**Reading text:**
===============

/lightblue-migrator

Primary LanguageJavaGNU General Public License v3.0GPL-3.0

lightblue-migrator

#Packages

##core This includes classes and configurations to manage feature flags for migrating data between one lightblue entity and another. Much of this is a wrapper around Togglz functionality, with lightblue migration-specific features. See How to configure togglz for migration to lightblue?.

See http://slideshare.net/derek63/lightblue-migration for more information on how to do a lightblue migration.

##migrator The migrator and consistency checker builds as a self-contained jar using the Maven Shade plugin, and can be initiated from the command line using arguments. An example of how to launch this batch application is included below.

java -jar migrator-1.0.0-alldeps.jar 
--name checker_0
--host lightblue.io
--config=lightblue-client.properties
--configversion=1.0.0
--jobversion=1.0.0
--sourceconfig=source-lightblue-client.properties
--destinationconfig=destination-lightblue-client.properties

Migration data:

MigrationConfiguration:

There is a migration configuration entry for every migrated entity. The default migration implementation reads entities from the source lightblue instance, and writes them to the destination lightblue instance. The MigrationConiguration.migratorClass entry can specify a migrator implementation that can modify this behavior.

The migration configuration also specifies the consistency checker class. The consistency checker implementation is invoked only if a period is given. The consistency checker implementation wakes up periodically based on the period, and creates new migration jobs for the entries recently modified. It is assumed that the entities whose consistency is a concern have timestamp fields. The consistency checker creates migration jobs with queries that start from 'timestampInitialValue', including 'period' amount of time. Once the migration jobs are created, it updates the 'timestampInitialValue' to the latest query end value. This way, the next time the consistency checker runs, it creates migration jobs for entries created or modified since the latest time the last run checked. The actual consistency checking and correcting/logging is done by the migration jobs.

===============

**Provided records:**
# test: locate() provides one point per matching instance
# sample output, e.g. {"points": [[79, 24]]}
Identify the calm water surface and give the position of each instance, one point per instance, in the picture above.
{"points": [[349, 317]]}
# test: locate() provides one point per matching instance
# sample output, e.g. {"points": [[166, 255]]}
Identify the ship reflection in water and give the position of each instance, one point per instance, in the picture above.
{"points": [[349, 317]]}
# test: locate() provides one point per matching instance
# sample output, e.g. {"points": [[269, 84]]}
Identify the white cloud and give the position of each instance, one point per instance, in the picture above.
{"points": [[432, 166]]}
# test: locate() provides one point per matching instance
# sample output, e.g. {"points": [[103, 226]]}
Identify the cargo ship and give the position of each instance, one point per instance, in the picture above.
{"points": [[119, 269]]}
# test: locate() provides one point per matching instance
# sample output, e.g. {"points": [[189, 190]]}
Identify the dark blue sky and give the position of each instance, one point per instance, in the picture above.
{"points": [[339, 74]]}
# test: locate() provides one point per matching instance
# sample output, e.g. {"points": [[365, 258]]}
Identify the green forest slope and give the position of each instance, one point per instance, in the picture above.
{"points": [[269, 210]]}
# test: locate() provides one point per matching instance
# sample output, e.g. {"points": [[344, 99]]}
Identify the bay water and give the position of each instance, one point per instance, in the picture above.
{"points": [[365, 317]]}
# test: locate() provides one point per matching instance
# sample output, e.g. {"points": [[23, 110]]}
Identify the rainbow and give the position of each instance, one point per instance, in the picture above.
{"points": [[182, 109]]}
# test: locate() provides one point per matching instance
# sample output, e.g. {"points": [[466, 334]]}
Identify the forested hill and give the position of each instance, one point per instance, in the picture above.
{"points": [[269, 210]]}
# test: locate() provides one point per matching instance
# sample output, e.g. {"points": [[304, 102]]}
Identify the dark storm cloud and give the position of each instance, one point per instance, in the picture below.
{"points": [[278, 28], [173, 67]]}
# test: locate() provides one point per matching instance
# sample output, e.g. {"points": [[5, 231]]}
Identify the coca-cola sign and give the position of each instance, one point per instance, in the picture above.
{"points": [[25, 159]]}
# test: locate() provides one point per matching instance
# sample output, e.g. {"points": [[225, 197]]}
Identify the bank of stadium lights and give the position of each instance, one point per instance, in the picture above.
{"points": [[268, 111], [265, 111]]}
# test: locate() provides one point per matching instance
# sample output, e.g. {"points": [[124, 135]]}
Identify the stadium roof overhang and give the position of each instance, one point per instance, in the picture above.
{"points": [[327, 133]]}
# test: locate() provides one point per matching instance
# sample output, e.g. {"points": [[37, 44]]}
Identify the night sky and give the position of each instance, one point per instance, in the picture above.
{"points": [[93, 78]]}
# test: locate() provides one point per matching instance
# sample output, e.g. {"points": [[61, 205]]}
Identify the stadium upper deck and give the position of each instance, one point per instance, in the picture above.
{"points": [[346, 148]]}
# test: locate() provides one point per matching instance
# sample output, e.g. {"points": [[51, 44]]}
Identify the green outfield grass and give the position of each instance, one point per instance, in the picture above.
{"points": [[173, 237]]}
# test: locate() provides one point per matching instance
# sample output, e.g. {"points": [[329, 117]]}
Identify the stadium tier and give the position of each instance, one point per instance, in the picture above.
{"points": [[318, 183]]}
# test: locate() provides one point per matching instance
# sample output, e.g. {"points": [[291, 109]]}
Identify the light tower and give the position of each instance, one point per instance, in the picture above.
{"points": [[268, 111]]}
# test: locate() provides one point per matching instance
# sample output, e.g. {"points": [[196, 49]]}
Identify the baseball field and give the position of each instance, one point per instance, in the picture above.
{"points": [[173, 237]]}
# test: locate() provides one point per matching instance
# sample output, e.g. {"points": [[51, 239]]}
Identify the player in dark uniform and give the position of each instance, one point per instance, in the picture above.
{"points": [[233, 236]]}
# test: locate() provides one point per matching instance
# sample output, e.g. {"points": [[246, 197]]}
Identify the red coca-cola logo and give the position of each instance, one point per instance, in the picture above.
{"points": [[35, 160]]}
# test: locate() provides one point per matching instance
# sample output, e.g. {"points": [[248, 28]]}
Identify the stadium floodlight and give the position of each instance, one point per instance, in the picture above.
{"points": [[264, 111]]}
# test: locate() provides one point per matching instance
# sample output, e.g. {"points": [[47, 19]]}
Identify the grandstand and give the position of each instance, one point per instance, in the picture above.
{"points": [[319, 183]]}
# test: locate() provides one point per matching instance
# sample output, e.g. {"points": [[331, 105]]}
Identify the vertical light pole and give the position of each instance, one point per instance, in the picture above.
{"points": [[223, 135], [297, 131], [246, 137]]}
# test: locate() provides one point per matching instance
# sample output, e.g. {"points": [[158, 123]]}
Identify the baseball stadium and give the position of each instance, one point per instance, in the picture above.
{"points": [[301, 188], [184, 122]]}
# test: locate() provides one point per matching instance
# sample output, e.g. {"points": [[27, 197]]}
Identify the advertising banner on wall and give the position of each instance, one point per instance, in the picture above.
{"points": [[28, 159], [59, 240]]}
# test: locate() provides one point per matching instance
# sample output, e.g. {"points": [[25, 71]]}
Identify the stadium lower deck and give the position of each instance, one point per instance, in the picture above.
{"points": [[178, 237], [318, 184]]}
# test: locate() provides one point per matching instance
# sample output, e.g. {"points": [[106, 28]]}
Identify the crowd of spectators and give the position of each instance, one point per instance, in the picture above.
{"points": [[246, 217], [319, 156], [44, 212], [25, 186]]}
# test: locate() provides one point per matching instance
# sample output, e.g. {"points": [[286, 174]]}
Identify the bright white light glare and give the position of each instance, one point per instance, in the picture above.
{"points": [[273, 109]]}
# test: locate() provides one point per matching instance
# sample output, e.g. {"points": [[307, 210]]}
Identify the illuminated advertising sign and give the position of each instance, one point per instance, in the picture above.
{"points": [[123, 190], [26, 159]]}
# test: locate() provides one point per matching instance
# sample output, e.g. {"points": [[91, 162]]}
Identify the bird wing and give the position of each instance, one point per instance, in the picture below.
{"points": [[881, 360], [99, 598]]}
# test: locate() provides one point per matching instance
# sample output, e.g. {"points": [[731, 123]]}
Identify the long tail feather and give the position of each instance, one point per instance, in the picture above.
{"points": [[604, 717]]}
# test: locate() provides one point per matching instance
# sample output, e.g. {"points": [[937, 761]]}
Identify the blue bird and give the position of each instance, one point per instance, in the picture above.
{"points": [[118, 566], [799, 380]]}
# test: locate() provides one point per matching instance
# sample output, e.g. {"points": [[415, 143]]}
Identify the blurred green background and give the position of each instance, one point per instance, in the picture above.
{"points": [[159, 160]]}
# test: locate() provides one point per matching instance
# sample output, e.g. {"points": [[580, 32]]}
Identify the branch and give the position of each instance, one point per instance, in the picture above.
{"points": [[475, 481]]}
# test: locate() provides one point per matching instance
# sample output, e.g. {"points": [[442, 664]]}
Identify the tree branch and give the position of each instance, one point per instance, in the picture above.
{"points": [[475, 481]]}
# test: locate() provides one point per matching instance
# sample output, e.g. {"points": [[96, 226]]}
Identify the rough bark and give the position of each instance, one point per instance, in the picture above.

===============

**What this task involves:** Could you resume the lightblue-migrator README right after its last sentence? You can set the data aside; it isn't needed here.

**Output:**
MigrationJob

Each migration job represents a reasonable amount of migration data. The migration records should be partitioned in small batches to improve better distribution, and better observability.

Migration jobs created by the consistency checker have generated:true. Migration jobs created for the first migration must have generated:false.

When created, a migration job should have status:available. The migration jobs wait until 'scheduledDate' passes. For immediate execution, set 'scheduledDate' to now, or earlier.

When migration job starts processing, the status is set to 'active'. If the migration job completes without any errors, the status is set to 'completed'. If the migration fails, the status is set to 'failed'. Once the cause of the failure is corrected, the job can be rescheduled by setting status:available.

The failure information for every execution is also stored in the migration job.

Migration jobs created by consistency checker has MigrationJob.consistencyChecker fields populated. These are used to prevent creation of duplicate jobs for the same range.

How it works

The migrator/consistency checker expects these entities defined in the database:

  • MigrationConfiguration
  • MigrationJob

The default versions of these entities are used for migration/consistency checking.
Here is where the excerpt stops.